BRAVERY (3/5): Bravery is not a feeling, it’s a skill. 5 techniques to master it.
Most of us think bravery is a fixed trait - we have it or we don't. But research shows it's a trainable skill. And the bravest people in the world? They've trained the skill beyond habit, to identity.

Trampolining was my first sport. For 17 years I did flips every day.
“Does it feel like flying?” I get asked.
And looking on, I can see why people ask that. I’m often 10 meters in the air, upside down, and - if I do my job right - making it look effortless.
The reality is less easy.
G-forces of 8.4G, more than an F1 driver or Air Force pilot.
Forcing your body to generate torque to do multiple twists mid-air.
Speeding up rotations by pulling your body into a tight tuck or pike, to make triple somersaults happen.
It’s physically demanding.
But even tougher… it’s scary as hell.
If you watched Simone Biles balk at doing her routines at the Tokyo Olympics, you may have heard the term ‘the twisties’.
Think of each skill in an athlete’s mind as following a single neural pathway. Double front with a 1.5 twist has a single set of neurons that light up to make the trick happen.
Double front with a 2.5 twist has another set of neurons that light up.
The twisties is when you take off to do the first trick and accidentally do the second. The beginning of each trick is so similar, that your neural pathways get mixed up.
Now imagine jumping on the trampoline 10 meters in the air, about to take off, and not knowing which trick you’re going to do.
Terrifying.
Scary.
‘The Twisties’ has happened multiple times in my career.
I’d get on the trampoline, start jumping, tell myself I was going to do the trick.
And then on takeoff just…
Stop.
In gymnastic sports we call it balking. Where fear overrides muscle memory. Where overthinking replaces confidence.
I was too scared to start.
And so my coach was faced with the problem: How do you teach bravery?

This is part 3 in a 5 part series. Read the first two posts here:
- World-first research on bravery. 7 findings that will overturn your beliefs
- Bravery > confidence: Don’t fear less, brave more
- Bravery is not a feeling, it’s a skill. 5 techniques to master it (this post)
- The only 3 questions you need to make brave choices
- I refuse to talk about impostor syndrome (and you should too)
The Courage Quotient
In post 1, we defined bravery as:
Bravery = Fear + Action
The most important thing to know is: ‘Fear’ and ‘action’ are independent variables.
No matter how much fear you feel, you can still act.

In post 2, we saw that the amount of fear we feel (and therefore the amount of courage we need) is influenced by two factors:
- The level of risk (more risk = more fear)
- Our level of skill (less skill and competence = more fear)
In my case of ‘the twisties’ my fear was exceptionally high.
And I couldn’t bring it down.
Not by reducing the risk. Trampolining is an inherently dangerous sport. One of my teammates was already a quadriplegic.
And not by increasing my competence. Technically, I could already do the skills. I was just too scared to take off.
I couldn’t change how much fear I felt.
But willingness to act? My coach taught me how to turn the dial up on this.
He taught me how to train bravery.
This is how.
5 science-backed ways to build bravery
1) Witness brave action
“Come over here?” said my coach.
“But that is the gymnasts side of the gym,” I said. We, as the trampolinists, had our own section.
“There’s something you need to see,” he told me.

****************

- _Set exercise 1_
Lay out the records as a Markdown table with the columns Row and Line, from the line that contains "Where can the concrete step" through the last line of the records, both included. Number each row and leave out any blank lines.

- _Input for this task_
****************

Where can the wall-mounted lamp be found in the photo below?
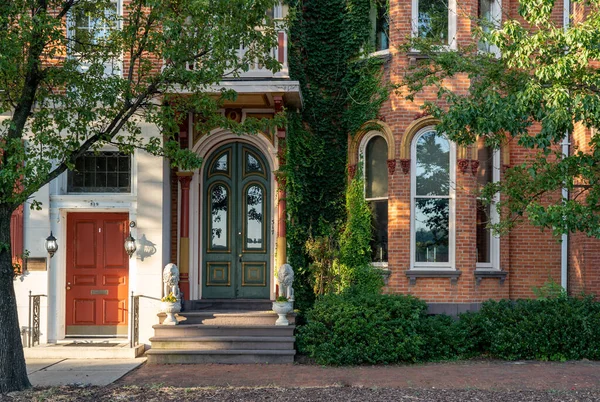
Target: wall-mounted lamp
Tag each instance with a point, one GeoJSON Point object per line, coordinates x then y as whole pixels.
{"type": "Point", "coordinates": [51, 245]}
{"type": "Point", "coordinates": [130, 246]}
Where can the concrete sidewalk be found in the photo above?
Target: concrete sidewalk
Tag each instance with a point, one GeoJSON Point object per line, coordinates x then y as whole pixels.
{"type": "Point", "coordinates": [54, 372]}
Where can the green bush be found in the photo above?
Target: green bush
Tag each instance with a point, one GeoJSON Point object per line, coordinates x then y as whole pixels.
{"type": "Point", "coordinates": [356, 328]}
{"type": "Point", "coordinates": [556, 329]}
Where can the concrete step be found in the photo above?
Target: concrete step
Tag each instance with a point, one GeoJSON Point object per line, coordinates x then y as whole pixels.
{"type": "Point", "coordinates": [221, 317]}
{"type": "Point", "coordinates": [195, 330]}
{"type": "Point", "coordinates": [229, 304]}
{"type": "Point", "coordinates": [225, 343]}
{"type": "Point", "coordinates": [74, 350]}
{"type": "Point", "coordinates": [193, 356]}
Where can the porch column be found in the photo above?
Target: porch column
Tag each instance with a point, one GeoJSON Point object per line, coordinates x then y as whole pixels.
{"type": "Point", "coordinates": [281, 194]}
{"type": "Point", "coordinates": [184, 233]}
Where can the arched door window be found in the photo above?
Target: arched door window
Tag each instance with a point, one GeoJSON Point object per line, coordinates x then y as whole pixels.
{"type": "Point", "coordinates": [432, 200]}
{"type": "Point", "coordinates": [375, 153]}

****************

- _Set exercise 2_
Answer these questions about the bravery post, one answer per line, marked to match:
(a) For how many years did the writer do flips every day on the trampoline?
(b) What G-force figure does the post give for trampolining?
(c) What formula for bravery is given from post 1?

- _Exercise response 1_
| Row | Line |
|---|---|
| 1 | Where can the concrete step be found in the photo above? |
| 2 | Target: concrete step |
| 3 | Tag each instance with a point, one GeoJSON Point object per line, coordinates x then y as whole pixels. |
| 4 | {"type": "Point", "coordinates": [221, 317]} |
| 5 | {"type": "Point", "coordinates": [195, 330]} |
| 6 | {"type": "Point", "coordinates": [229, 304]} |
| 7 | {"type": "Point", "coordinates": [225, 343]} |
| 8 | {"type": "Point", "coordinates": [74, 350]} |
| 9 | {"type": "Point", "coordinates": [193, 356]} |
| 10 | Where can the porch column be found in the photo above? |
| 11 | Target: porch column |
| 12 | Tag each instance with a point, one GeoJSON Point object per line, coordinates x then y as whole pixels. |
| 13 | {"type": "Point", "coordinates": [281, 194]} |
| 14 | {"type": "Point", "coordinates": [184, 233]} |
| 15 | Where can the arched door window be found in the photo above? |
| 16 | Target: arched door window |
| 17 | Tag each instance with a point, one GeoJSON Point object per line, coordinates x then y as whole pixels. |
| 18 | {"type": "Point", "coordinates": [432, 200]} |
| 19 | {"type": "Point", "coordinates": [375, 153]} |

- _Exercise response 2_
(a) 17 years
(b) 8.4G
(c) Bravery = Fear + Action